■ Items for identifying locations ■
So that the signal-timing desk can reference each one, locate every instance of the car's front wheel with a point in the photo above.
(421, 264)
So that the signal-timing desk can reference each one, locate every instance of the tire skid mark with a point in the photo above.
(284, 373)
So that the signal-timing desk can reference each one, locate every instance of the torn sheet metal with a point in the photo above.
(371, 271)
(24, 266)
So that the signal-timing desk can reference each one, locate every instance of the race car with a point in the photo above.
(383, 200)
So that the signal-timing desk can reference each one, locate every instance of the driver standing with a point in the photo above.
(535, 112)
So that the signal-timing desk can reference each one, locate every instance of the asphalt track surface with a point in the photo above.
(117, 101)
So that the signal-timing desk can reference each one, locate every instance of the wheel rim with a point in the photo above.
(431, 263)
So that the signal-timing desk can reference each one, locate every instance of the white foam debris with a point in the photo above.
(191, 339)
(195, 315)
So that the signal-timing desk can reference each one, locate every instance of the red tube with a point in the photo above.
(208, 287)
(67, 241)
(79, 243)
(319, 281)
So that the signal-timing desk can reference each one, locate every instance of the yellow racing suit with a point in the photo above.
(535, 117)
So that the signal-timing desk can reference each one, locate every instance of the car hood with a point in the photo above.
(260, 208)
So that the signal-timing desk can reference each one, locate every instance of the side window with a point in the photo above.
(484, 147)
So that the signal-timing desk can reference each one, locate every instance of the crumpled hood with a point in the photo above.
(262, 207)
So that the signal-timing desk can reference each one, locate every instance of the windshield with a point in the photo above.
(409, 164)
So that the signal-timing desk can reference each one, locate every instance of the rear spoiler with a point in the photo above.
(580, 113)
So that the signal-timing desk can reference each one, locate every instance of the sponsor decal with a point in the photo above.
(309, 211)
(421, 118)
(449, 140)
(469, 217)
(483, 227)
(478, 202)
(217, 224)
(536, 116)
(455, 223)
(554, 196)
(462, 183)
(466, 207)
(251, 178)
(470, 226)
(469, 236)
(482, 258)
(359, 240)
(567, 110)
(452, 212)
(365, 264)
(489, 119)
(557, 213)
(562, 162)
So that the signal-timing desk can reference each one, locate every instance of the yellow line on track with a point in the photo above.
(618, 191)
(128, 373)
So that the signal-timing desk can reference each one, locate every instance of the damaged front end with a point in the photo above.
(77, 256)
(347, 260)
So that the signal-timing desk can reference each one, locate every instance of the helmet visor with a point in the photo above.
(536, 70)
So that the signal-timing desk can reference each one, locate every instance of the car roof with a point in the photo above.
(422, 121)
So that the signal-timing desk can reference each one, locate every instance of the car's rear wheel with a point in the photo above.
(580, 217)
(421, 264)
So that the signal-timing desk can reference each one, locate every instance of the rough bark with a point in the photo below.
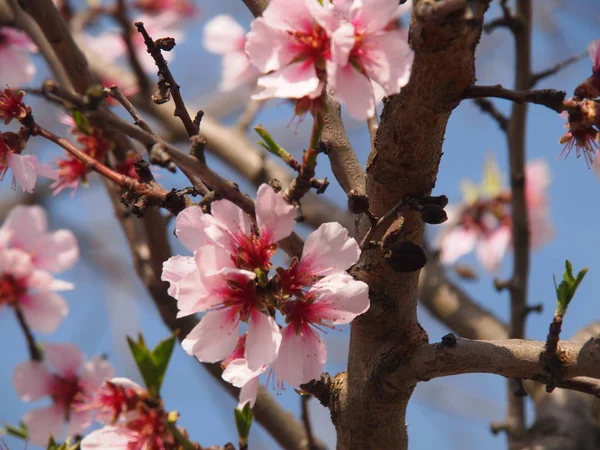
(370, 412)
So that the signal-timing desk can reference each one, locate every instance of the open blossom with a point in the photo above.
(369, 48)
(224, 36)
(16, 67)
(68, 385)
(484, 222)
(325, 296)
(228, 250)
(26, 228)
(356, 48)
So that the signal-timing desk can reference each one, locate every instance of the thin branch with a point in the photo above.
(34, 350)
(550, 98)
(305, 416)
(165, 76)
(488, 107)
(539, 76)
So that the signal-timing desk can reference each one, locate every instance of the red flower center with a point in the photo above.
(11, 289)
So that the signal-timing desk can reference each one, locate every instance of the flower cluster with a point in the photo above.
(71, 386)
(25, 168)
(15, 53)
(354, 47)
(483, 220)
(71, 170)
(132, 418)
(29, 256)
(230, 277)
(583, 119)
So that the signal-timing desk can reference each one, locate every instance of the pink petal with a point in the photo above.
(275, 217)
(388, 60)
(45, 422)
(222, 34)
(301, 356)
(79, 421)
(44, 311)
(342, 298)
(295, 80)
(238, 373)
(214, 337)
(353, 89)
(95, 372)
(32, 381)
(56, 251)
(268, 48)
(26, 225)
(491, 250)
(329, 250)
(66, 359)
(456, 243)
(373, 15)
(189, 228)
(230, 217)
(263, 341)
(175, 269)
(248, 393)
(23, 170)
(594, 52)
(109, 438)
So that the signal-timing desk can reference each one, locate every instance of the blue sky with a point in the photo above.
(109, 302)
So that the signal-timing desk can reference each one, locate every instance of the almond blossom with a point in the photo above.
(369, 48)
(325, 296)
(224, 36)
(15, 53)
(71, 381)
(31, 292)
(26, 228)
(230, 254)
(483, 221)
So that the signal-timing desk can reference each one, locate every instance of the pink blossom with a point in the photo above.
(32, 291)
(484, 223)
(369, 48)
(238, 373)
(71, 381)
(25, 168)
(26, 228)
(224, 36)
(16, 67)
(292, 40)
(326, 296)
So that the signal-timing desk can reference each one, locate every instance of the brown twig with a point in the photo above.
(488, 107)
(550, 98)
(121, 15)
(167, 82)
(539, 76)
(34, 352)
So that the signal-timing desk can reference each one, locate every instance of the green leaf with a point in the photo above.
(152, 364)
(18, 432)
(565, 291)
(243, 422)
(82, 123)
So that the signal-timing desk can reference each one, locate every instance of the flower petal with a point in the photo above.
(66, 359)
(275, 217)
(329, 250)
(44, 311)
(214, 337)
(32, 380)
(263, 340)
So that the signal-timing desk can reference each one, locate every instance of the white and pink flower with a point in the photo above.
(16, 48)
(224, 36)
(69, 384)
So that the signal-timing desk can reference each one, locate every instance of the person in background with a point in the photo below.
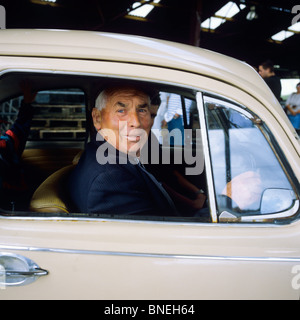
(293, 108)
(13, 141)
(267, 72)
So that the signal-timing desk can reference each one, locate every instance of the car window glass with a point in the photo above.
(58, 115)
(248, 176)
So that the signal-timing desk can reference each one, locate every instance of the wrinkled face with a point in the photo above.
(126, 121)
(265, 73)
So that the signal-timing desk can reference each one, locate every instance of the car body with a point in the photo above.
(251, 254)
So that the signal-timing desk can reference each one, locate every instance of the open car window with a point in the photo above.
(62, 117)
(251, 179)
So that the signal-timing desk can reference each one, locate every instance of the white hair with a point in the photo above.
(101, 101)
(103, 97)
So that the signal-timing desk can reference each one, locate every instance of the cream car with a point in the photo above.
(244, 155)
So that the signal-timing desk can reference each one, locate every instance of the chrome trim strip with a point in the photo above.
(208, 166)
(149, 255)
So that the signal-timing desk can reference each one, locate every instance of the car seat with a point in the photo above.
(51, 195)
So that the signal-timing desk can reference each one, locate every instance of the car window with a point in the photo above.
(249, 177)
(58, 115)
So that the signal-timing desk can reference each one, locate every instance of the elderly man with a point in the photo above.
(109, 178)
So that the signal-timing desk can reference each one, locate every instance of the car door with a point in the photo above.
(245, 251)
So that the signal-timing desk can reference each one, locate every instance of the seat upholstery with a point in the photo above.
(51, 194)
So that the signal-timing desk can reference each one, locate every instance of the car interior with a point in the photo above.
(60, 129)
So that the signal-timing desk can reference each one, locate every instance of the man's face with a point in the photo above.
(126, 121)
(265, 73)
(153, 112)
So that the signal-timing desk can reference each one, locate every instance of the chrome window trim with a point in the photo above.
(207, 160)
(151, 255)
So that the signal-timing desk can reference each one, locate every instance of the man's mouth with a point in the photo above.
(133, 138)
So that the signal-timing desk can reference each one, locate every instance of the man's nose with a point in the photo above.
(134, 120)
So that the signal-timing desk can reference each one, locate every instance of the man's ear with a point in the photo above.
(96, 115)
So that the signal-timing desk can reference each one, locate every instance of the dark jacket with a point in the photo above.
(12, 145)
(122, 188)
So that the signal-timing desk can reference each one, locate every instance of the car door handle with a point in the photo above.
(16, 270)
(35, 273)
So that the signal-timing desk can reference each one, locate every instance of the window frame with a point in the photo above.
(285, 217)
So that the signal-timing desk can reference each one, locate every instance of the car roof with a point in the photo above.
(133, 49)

* * *

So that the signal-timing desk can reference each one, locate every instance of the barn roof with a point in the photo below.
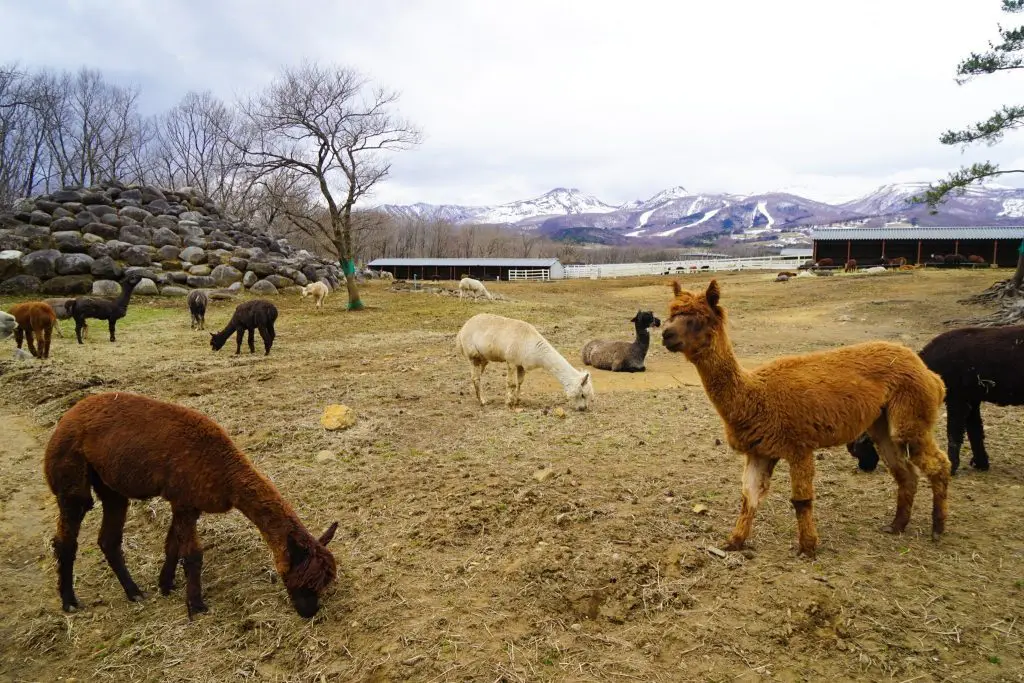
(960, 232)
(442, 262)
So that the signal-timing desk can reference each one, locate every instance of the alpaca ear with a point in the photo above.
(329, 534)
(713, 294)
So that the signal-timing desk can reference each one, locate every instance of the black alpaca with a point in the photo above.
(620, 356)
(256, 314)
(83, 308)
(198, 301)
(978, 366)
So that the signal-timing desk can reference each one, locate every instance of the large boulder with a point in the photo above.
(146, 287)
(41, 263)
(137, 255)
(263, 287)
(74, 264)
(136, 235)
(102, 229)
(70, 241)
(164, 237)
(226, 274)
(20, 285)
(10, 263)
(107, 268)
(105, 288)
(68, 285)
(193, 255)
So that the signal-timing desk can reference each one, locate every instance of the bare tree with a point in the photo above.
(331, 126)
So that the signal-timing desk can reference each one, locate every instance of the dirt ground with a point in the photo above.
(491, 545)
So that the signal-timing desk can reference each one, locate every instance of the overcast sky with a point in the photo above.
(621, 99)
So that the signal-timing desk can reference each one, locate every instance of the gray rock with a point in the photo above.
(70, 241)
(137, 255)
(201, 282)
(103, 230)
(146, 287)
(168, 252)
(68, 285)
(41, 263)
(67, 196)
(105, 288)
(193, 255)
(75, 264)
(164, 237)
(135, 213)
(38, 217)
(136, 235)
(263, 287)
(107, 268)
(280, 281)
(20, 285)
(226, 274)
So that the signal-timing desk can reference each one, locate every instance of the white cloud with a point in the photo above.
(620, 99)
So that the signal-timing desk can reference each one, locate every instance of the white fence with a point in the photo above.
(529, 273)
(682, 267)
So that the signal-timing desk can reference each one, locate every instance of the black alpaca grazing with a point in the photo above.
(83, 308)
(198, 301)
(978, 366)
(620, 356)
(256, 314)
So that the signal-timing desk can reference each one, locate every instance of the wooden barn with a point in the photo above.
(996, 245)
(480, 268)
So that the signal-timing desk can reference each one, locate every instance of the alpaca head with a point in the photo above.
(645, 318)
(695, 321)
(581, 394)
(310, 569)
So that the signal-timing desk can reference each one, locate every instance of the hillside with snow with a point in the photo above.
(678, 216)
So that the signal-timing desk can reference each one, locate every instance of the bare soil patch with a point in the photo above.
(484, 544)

■ Set problem ■
Count the lines in the records above that contain the string "yellow", treating uppercase and lowercase as different. Reply with the number alone.

■ Solution to this task ■
2